(Named object pointing records)

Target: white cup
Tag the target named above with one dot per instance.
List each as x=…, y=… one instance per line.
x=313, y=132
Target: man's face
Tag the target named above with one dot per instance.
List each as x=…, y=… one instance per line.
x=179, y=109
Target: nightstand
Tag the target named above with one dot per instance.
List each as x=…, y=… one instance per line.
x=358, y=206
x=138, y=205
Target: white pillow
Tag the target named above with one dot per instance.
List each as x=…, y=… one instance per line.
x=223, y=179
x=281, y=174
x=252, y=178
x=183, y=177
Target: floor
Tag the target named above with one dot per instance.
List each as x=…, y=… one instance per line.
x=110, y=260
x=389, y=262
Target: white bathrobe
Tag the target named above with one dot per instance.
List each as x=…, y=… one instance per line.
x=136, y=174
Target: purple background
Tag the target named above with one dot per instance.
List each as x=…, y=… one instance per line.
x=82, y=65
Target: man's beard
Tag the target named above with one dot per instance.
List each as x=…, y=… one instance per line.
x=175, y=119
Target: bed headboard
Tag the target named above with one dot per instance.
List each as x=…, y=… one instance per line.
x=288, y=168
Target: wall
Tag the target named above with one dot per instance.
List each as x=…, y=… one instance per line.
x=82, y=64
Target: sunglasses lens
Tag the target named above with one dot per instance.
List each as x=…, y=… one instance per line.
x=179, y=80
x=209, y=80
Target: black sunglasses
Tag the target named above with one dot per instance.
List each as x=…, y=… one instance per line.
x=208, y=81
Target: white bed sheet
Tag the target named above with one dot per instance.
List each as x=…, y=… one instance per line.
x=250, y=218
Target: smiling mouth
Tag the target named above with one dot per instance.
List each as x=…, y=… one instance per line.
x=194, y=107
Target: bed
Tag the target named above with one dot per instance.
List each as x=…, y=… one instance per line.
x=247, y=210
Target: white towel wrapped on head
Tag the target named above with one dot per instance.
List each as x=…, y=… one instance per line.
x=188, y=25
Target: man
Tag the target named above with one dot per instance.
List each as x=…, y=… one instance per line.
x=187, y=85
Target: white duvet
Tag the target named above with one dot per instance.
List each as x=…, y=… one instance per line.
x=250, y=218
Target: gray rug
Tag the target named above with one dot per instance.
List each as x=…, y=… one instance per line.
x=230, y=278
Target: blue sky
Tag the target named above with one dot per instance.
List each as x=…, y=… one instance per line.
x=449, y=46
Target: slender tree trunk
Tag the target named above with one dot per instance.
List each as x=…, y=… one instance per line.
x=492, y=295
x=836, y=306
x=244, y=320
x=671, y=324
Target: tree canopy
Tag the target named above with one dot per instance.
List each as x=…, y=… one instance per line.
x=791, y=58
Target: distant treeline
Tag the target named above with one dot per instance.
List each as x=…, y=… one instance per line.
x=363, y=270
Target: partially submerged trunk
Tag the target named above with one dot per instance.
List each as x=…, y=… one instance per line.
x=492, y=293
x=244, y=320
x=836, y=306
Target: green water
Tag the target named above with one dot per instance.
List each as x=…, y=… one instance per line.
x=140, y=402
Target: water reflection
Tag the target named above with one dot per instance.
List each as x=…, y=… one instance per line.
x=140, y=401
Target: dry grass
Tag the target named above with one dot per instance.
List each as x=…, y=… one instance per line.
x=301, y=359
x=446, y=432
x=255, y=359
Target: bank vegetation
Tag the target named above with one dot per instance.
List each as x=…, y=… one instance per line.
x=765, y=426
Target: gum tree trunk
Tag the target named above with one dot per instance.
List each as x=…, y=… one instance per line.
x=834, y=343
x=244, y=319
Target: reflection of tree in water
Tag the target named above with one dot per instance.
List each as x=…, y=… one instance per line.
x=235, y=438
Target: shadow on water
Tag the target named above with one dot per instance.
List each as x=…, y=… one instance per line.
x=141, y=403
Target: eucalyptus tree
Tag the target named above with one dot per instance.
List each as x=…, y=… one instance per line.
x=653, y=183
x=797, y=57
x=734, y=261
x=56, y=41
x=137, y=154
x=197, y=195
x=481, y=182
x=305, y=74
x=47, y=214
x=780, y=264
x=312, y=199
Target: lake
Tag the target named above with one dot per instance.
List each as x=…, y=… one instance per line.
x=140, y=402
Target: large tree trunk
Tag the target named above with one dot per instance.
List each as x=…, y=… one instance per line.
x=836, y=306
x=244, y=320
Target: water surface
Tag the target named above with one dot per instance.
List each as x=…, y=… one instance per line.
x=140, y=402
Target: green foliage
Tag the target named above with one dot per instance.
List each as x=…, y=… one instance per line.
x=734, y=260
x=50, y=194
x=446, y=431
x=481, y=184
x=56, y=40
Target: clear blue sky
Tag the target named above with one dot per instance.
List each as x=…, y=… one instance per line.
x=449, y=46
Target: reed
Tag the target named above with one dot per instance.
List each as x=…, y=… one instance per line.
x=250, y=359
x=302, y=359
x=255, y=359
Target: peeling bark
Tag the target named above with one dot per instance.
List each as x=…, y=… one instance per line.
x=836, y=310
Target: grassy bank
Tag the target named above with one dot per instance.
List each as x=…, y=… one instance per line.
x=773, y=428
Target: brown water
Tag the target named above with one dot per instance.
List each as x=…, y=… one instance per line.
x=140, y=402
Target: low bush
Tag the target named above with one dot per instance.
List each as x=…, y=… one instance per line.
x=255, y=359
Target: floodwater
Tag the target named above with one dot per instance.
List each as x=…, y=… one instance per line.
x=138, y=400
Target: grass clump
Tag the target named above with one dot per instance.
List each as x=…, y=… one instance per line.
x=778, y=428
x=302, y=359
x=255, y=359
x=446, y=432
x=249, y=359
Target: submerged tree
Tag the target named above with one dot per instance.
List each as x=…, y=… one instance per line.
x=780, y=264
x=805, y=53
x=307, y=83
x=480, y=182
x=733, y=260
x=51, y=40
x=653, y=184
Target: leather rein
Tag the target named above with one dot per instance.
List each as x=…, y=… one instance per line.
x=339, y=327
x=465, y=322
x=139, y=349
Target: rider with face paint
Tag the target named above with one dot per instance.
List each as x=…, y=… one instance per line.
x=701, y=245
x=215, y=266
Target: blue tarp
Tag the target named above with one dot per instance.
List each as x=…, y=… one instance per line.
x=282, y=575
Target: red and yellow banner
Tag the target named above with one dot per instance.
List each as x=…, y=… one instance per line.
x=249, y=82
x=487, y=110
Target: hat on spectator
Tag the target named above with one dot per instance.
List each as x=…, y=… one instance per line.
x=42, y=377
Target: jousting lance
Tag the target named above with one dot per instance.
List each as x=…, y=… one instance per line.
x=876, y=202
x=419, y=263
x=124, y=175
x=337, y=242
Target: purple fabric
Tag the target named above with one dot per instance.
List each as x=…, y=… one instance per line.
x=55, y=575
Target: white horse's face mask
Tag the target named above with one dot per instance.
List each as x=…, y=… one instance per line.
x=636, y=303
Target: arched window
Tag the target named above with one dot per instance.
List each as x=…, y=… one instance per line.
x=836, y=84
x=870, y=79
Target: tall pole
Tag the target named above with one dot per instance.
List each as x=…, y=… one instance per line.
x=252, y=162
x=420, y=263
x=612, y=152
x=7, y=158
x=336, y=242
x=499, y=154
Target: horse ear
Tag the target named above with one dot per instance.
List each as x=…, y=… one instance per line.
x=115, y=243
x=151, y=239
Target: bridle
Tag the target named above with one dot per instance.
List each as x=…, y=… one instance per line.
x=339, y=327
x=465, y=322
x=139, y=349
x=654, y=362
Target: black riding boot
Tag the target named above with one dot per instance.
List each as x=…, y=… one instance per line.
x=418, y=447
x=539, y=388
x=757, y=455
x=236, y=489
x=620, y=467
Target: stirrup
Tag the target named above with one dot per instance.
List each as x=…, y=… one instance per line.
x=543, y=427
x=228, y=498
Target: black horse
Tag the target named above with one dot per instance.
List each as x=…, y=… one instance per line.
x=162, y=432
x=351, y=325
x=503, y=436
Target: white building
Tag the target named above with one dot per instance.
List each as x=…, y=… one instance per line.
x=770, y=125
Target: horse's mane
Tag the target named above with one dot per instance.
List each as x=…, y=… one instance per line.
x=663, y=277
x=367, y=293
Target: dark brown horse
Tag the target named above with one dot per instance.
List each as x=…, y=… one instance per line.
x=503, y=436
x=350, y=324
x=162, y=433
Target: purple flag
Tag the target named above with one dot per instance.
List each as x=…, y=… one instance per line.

Brief |
Copy everything from the line containing "Target: submerged tree" down to the line containing "x=151, y=239", swapping "jousting lance" for "wooden lance" and leaving the rest untouched.

Exercise solution |
Target: submerged tree
Tag the target named above with one dot per instance.
List each as x=…, y=… one instance per line.
x=780, y=264
x=805, y=53
x=307, y=83
x=480, y=182
x=733, y=260
x=51, y=40
x=653, y=184
Target: leather rein
Tag the target named above with one dot per instance.
List each as x=…, y=… one instance per line.
x=339, y=327
x=465, y=322
x=139, y=349
Target: rider with face paint
Tag the target named above with one dot per instance.
List each as x=…, y=… one instance per line.
x=701, y=245
x=215, y=266
Target: blue tarp
Tag the target named above with one dot per instance.
List each as x=…, y=… one instance per line.
x=282, y=575
Target: red and yellow banner
Tag the target named above with one dot per instance.
List each as x=…, y=… one instance per line.
x=249, y=82
x=487, y=110
Target: hat on spectator
Tag the target named above with one dot per instance.
List each as x=…, y=… one instance per line.
x=42, y=377
Target: wooden lance
Tag the target named above with one dot per instance.
List each as x=…, y=… one instance per line.
x=876, y=202
x=419, y=263
x=124, y=175
x=337, y=242
Target: purple fabric
Tag the target named above with one dot per instance.
List each as x=…, y=… one instance per line.
x=55, y=575
Target: white horse's face mask
Tag the target named above with one dot per instance.
List each as x=…, y=… one instance per line.
x=636, y=303
Target: arched window
Tag the target named above with one dot per instance.
List each as x=…, y=… one instance per line.
x=836, y=84
x=870, y=79
Target: tall pole
Tag the target named above with one dot per instance.
List each as x=…, y=… one instance per line.
x=252, y=162
x=420, y=263
x=612, y=152
x=7, y=158
x=336, y=242
x=499, y=154
Target: horse ear
Tag the target named above with one dot per instance.
List each as x=…, y=… one instance per line.
x=115, y=243
x=151, y=239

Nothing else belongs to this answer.